Extracted records
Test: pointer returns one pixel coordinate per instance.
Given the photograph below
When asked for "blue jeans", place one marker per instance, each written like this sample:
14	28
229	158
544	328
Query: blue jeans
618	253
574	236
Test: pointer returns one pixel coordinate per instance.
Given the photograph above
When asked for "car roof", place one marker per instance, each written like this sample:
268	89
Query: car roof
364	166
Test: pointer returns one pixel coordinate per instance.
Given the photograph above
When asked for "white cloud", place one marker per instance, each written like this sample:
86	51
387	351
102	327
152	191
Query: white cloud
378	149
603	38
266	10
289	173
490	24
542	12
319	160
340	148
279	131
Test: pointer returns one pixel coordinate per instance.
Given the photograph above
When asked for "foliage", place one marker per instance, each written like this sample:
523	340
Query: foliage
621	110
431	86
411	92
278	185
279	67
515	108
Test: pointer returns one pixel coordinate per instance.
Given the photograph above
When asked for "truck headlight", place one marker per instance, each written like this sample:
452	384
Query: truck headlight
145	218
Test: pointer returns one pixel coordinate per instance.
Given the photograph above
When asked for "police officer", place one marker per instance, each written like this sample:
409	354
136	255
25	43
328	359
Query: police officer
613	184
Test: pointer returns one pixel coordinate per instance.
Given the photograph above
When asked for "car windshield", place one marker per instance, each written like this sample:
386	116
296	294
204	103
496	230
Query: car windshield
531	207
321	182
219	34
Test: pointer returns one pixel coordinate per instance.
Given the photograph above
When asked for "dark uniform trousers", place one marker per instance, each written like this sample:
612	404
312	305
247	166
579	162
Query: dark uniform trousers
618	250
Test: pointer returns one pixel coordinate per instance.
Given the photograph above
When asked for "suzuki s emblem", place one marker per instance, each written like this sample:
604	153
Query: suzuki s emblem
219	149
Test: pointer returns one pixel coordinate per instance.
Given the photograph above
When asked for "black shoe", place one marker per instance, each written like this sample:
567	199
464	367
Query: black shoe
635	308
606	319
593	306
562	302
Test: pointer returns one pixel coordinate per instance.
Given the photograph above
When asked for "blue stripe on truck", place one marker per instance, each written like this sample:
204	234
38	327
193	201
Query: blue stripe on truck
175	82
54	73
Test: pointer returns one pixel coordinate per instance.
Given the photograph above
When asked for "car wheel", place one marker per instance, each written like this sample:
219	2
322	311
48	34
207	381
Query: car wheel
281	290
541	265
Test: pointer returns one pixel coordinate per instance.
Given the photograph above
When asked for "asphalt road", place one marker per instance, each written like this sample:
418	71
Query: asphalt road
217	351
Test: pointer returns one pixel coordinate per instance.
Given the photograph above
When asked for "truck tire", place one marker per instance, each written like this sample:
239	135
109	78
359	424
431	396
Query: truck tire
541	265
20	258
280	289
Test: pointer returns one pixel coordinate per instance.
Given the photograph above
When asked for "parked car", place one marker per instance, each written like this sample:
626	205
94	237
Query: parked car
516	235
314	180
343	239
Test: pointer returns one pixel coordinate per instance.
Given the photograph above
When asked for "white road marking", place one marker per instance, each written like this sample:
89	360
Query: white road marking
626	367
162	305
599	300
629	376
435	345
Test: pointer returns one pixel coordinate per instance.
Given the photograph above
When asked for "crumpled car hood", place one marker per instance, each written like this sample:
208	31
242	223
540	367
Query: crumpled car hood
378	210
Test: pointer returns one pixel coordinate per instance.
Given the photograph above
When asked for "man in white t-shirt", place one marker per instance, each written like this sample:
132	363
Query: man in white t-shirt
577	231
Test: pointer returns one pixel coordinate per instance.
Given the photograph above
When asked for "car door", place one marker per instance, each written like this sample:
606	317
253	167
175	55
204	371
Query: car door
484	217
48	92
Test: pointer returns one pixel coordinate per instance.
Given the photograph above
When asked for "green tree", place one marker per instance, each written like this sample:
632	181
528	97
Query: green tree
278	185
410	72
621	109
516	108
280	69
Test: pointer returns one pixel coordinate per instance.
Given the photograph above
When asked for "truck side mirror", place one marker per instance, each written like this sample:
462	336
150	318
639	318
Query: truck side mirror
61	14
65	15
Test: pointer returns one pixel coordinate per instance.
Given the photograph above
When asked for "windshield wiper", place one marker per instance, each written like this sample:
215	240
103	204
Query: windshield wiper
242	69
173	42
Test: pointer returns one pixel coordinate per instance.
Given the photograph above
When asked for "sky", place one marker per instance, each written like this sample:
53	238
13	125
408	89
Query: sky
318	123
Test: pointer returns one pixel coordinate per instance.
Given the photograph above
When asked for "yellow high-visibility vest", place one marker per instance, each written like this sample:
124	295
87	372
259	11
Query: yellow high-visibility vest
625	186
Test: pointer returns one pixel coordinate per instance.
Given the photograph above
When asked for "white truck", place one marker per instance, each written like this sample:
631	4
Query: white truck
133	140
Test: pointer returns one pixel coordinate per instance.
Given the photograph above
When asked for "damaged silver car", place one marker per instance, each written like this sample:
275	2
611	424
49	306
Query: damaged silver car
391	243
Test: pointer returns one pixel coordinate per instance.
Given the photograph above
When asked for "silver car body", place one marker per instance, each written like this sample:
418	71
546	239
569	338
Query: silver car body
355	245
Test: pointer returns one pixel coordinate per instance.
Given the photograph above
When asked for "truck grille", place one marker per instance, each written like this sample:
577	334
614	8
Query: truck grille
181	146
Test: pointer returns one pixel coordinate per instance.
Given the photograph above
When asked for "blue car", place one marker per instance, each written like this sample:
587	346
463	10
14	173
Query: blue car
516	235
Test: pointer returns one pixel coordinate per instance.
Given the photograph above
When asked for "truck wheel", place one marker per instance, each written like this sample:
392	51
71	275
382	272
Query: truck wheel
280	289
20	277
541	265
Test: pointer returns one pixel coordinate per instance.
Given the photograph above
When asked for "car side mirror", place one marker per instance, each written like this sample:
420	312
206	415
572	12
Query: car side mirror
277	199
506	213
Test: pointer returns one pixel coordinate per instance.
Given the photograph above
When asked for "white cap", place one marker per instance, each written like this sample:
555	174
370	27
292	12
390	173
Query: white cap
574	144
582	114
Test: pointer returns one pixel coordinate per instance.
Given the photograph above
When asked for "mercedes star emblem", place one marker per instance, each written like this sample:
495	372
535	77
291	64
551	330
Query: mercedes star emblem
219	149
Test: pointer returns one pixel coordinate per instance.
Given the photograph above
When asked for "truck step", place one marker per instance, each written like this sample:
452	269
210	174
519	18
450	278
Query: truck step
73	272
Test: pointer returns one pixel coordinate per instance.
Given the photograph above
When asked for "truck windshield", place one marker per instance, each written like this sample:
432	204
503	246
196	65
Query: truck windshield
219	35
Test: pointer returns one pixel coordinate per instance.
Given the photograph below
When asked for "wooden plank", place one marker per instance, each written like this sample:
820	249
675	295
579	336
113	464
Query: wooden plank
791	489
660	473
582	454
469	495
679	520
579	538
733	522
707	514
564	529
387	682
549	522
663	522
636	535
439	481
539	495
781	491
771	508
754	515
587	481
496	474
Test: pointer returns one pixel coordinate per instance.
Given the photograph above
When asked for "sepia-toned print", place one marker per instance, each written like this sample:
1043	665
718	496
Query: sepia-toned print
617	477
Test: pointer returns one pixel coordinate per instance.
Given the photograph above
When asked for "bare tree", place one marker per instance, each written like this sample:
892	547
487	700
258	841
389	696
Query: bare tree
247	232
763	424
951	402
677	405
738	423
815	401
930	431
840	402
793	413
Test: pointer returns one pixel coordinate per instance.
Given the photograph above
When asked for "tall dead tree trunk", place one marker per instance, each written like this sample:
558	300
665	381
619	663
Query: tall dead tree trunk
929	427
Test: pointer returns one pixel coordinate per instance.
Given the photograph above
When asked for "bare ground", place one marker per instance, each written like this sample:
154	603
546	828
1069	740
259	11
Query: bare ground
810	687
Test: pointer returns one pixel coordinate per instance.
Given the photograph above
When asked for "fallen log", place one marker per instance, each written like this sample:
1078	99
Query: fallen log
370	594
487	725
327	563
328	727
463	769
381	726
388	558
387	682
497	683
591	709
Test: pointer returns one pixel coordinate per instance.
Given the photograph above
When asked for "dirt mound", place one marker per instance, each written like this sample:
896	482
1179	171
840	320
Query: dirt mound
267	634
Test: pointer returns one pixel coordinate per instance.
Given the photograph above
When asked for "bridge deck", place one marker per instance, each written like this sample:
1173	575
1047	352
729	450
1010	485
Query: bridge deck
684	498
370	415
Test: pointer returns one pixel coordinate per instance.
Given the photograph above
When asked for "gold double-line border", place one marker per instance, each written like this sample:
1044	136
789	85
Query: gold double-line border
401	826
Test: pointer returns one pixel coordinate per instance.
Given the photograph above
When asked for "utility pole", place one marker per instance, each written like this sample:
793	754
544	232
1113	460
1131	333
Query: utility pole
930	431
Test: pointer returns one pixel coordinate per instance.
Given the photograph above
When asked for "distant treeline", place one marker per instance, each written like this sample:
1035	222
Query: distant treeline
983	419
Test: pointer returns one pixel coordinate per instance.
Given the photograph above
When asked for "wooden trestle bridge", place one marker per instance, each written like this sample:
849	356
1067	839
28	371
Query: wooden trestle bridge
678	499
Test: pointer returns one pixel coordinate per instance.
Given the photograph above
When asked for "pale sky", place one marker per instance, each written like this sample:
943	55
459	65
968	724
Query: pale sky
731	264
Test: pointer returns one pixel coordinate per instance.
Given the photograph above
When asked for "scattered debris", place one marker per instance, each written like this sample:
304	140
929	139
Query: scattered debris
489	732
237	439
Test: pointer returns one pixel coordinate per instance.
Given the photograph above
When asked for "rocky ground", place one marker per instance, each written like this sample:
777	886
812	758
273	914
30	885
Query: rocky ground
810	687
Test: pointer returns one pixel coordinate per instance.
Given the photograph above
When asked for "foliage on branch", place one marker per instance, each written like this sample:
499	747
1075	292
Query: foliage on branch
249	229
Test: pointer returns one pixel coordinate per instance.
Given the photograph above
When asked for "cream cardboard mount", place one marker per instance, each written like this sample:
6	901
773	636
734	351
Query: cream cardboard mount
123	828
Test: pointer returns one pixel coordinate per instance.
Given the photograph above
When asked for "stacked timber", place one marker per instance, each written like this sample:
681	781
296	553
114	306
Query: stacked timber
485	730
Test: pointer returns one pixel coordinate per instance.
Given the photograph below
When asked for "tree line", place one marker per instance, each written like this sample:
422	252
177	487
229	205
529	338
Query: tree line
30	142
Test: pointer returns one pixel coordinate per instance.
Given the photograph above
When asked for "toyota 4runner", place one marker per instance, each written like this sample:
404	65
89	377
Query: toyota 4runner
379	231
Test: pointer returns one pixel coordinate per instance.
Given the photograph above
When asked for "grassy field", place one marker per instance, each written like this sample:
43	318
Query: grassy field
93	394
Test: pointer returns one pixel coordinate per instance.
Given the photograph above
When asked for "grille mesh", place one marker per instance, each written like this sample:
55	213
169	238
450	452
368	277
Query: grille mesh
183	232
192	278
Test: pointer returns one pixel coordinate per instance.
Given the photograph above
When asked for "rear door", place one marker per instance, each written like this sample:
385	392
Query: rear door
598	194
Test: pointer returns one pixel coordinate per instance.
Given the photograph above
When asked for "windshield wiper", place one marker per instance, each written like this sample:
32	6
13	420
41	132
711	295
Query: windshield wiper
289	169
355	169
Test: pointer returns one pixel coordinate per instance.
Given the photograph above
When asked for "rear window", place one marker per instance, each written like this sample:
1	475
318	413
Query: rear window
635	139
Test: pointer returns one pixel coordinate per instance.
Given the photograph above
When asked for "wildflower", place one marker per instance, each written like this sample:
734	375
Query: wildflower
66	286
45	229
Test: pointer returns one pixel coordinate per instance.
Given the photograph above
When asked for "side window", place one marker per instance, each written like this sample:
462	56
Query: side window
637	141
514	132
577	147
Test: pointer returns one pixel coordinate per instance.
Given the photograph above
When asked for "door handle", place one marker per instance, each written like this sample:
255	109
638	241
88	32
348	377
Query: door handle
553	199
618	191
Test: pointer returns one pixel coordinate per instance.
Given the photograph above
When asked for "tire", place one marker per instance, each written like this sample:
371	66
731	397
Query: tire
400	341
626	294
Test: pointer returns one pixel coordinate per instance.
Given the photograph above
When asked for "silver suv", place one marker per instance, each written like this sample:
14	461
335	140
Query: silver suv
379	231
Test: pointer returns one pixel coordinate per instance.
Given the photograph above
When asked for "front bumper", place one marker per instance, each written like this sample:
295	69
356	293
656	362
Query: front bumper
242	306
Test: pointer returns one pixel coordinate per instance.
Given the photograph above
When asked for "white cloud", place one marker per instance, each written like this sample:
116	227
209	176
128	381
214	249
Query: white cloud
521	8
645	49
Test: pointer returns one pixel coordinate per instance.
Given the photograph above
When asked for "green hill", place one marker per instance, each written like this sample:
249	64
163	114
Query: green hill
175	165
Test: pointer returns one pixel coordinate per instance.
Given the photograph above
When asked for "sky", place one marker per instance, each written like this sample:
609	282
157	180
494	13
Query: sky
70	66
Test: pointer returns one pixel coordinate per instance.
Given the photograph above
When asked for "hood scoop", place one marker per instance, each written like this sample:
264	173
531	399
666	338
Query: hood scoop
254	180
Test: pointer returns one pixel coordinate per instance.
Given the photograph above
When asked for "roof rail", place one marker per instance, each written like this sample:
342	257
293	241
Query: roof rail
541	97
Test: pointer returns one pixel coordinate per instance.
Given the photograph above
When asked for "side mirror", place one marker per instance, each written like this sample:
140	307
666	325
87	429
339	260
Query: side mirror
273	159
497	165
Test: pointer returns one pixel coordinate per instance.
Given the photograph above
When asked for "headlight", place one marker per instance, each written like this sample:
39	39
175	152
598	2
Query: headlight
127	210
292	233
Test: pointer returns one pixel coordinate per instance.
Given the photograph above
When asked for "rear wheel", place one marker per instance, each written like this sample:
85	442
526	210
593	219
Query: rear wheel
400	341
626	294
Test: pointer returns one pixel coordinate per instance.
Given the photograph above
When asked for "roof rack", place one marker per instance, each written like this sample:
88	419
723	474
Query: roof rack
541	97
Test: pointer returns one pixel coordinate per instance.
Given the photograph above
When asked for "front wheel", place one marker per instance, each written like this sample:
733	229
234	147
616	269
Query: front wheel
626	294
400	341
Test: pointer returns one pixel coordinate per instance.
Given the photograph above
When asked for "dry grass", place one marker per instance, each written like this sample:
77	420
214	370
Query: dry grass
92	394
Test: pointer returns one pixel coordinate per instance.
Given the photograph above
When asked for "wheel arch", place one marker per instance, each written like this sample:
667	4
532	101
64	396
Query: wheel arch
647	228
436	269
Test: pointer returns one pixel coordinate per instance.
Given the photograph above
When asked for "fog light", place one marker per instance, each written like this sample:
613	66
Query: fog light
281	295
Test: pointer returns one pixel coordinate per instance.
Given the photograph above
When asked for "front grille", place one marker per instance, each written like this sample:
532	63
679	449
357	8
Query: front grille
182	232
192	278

## What you are asked to do
Gather every line from the records above that contains the word "mirror", and copy each one in full.

## Result of this task
When asked for "truck side mirror", place one marker per instance, each written like this sample:
Query: truck side mirror
When asked for "car side mirror", place one marker per instance, each written like this sample:
Query: car side mirror
When asked for "side mirror", place one marker per instance, each written like this sample:
Query: side mirror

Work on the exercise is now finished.